§ 短い課題 a: LUNA SEAのライブレポートから、「<ライブレポート>LUNA SEA、名盤と向き合うアリーナツアーが開幕――27年ぶりに蘇った【UN ENDING」で始まり「ARENA TOUR 2023】をスタートした。」で終わる部分を、一字も変えずにもう一度書き出してください。

<ライブレポート>LUNA SEA、名盤と向き合うアリーナツアーが開幕――27年ぶりに蘇った【UN ENDING STYLE】

2023年10月16日 / 12:00

 神奈川・Kアリーナ横浜。LUNA SEAが2023年10月7日と8日の2日間にかけて、この開業したての会場からアリーナツアー【LUNA SEA DUAL ARENA TOUR 2023】をスタートした。

 今回のツアーは、LUNA SEAを名実ともに日本のロックシーンのトップに押し上げた名盤『MOTHER』(1994年)と『STYLE』(1996年)のリリース時に開催したツアーを改めて再現するというコンセプトのもと、ツーデイズ公演が全国5箇所で開催される。全箇所共通で、初日が【MOTHER OF LOVE, MOTHER OF HATE】、そして2日目が【UN ENDING STYLE】という内容となっている。本稿ではツアー2日目となった10月8日の模様をお届けする。

§ 処理するデータ:
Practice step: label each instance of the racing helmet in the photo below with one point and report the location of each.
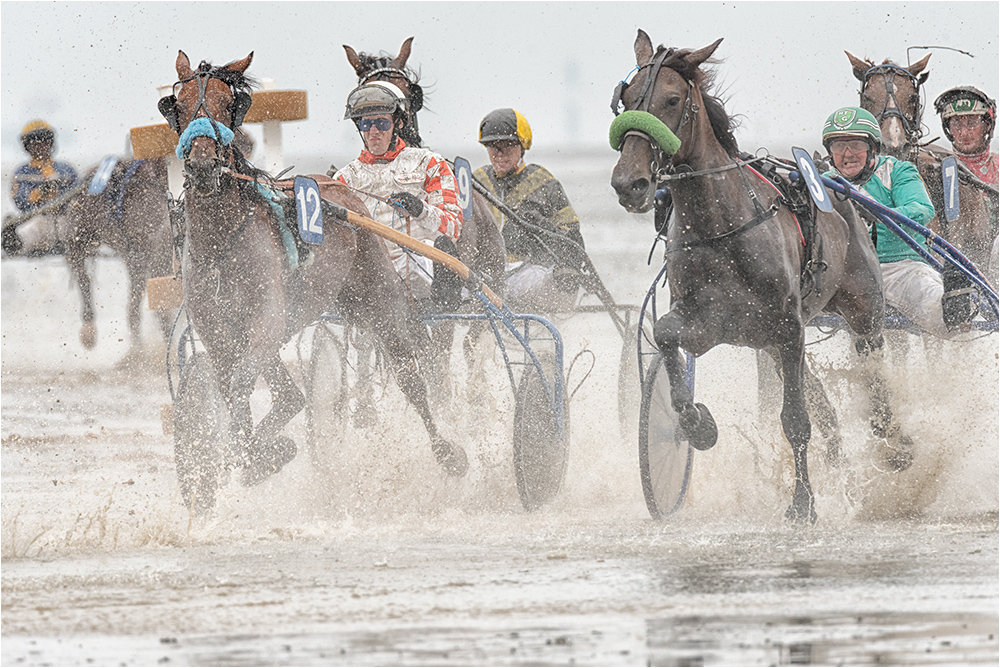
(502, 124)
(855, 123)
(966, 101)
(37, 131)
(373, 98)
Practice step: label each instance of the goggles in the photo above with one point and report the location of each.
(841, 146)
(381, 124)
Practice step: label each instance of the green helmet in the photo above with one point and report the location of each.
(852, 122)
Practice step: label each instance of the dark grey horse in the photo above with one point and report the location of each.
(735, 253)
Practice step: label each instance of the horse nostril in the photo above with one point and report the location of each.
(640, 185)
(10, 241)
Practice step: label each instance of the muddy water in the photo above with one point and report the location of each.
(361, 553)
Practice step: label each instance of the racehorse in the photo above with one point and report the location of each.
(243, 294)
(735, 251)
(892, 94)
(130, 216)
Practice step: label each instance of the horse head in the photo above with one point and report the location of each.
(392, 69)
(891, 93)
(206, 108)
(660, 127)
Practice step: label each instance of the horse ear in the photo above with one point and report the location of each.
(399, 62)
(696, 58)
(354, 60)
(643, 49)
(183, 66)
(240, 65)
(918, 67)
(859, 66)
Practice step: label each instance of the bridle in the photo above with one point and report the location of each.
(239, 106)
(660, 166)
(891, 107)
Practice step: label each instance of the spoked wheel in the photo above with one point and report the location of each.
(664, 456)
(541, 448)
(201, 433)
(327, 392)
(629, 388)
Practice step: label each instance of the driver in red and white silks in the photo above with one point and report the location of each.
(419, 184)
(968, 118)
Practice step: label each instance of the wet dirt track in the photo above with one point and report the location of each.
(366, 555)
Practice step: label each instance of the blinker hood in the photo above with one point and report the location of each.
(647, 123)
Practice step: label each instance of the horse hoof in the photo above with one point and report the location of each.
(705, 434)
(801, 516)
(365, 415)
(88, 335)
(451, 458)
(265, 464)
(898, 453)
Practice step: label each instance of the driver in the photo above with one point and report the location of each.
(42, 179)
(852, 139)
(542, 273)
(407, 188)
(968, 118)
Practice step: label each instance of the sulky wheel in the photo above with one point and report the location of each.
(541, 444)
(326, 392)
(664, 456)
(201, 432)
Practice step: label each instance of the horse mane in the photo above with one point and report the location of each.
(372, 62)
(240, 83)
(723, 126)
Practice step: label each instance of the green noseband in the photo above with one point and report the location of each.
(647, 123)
--
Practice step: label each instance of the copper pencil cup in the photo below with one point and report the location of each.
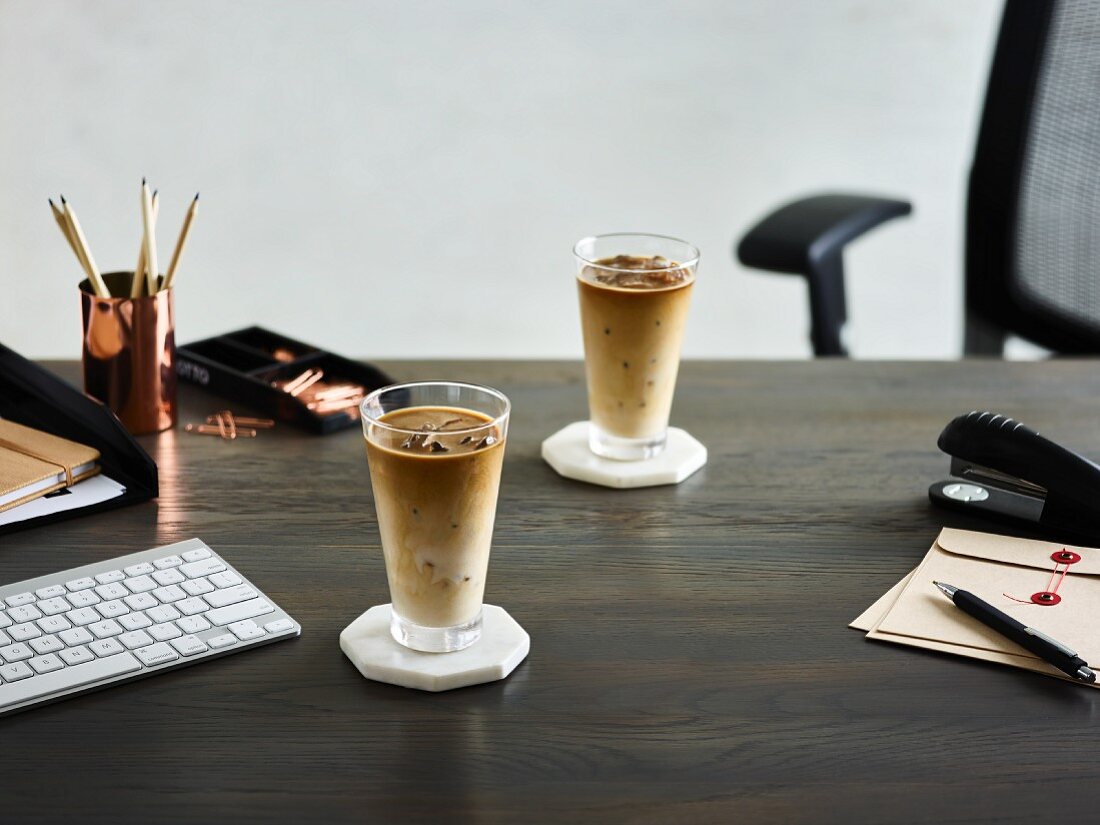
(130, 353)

§ 短い課題 b: 上の一覧で「wheel」という文字列を含む行はいくつありますか。大文字と小文字は区別し、数字だけで答えてください。

§ 課題の答え a:
<ライブレポート>LUNA SEA、名盤と向き合うアリーナツアーが開幕――27年ぶりに蘇った【UN ENDING STYLE】

2023年10月16日 / 12:00

 神奈川・Kアリーナ横浜。LUNA SEAが2023年10月7日と8日の2日間にかけて、この開業したての会場からアリーナツアー【LUNA SEA DUAL ARENA TOUR 2023】をスタートした。

§ 課題の答え b: 2